▶ **PROBLEM STATEMENT**
Your task is to restate the data word for word.

▶ **RECORDS PROVIDED**
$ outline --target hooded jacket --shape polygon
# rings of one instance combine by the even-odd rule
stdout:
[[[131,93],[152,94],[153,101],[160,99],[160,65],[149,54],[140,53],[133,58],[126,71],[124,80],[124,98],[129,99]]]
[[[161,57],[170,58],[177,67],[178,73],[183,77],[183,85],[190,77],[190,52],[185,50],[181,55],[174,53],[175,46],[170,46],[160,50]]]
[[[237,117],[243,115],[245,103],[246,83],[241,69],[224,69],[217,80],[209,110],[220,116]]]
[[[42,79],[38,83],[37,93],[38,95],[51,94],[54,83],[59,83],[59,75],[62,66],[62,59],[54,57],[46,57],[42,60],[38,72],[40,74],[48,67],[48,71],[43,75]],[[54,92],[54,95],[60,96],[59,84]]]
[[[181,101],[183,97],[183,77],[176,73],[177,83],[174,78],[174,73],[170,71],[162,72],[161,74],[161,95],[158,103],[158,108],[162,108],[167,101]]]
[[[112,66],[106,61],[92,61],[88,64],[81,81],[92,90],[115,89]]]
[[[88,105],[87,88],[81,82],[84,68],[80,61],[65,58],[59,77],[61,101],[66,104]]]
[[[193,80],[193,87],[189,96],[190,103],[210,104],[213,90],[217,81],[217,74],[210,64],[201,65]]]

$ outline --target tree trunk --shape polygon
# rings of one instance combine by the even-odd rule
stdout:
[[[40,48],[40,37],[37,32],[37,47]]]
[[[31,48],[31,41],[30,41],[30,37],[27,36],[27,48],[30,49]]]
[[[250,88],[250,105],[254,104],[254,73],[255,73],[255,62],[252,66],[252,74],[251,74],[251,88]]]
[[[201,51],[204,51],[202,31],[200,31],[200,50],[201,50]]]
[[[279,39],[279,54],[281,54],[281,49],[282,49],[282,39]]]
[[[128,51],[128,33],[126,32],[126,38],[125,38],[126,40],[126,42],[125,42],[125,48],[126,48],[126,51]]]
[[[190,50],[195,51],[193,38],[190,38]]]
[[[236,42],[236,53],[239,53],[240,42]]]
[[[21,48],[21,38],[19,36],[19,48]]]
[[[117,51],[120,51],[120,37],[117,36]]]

▶ **EXERCISE RESPONSE**
$ outline --target hooded jacket --shape polygon
# rings of one instance combine by the even-odd rule
stdout:
[[[131,93],[152,94],[153,101],[160,99],[160,65],[149,54],[140,53],[133,58],[126,71],[124,80],[124,98],[129,99]]]
[[[161,57],[170,58],[177,67],[178,73],[183,77],[183,85],[190,77],[190,52],[185,50],[181,55],[174,53],[175,46],[170,46],[160,50]]]
[[[237,117],[243,115],[245,103],[246,83],[241,69],[224,69],[217,80],[209,110],[220,116]]]
[[[42,79],[38,83],[37,93],[38,95],[51,94],[54,83],[59,83],[59,75],[62,66],[62,59],[54,57],[46,57],[42,60],[38,72],[40,74],[48,67],[48,71],[43,75]],[[54,92],[54,95],[60,96],[59,84]]]
[[[181,101],[183,97],[183,77],[176,73],[177,83],[174,78],[174,73],[170,71],[162,72],[161,74],[161,95],[158,103],[158,108],[162,108],[167,101]]]
[[[112,66],[106,61],[92,61],[88,64],[81,81],[92,90],[115,89]]]
[[[88,105],[87,88],[81,82],[84,68],[80,61],[65,58],[59,77],[61,101],[66,104]]]
[[[193,80],[193,87],[189,96],[190,103],[210,104],[213,90],[217,81],[217,74],[210,64],[201,65]]]

$ outline --target tree trunk --shape polygon
# rings of one instance combine by the even-odd rule
stdout:
[[[40,48],[40,37],[37,32],[37,47]]]
[[[31,48],[31,41],[30,41],[30,37],[27,36],[27,48],[30,49]]]
[[[250,88],[250,105],[254,104],[254,73],[255,73],[255,62],[252,66],[252,74],[251,74],[251,88]]]
[[[201,51],[204,51],[202,31],[200,31],[200,50],[201,50]]]
[[[279,39],[279,54],[281,54],[281,49],[282,49],[282,39]]]
[[[128,51],[128,33],[126,32],[126,38],[125,38],[126,40],[126,42],[125,42],[125,48],[126,48],[126,51]]]
[[[190,50],[195,51],[193,38],[190,38]]]
[[[236,42],[236,53],[239,53],[240,42]]]
[[[21,48],[21,38],[19,36],[19,48]]]
[[[117,51],[120,51],[120,37],[117,36]]]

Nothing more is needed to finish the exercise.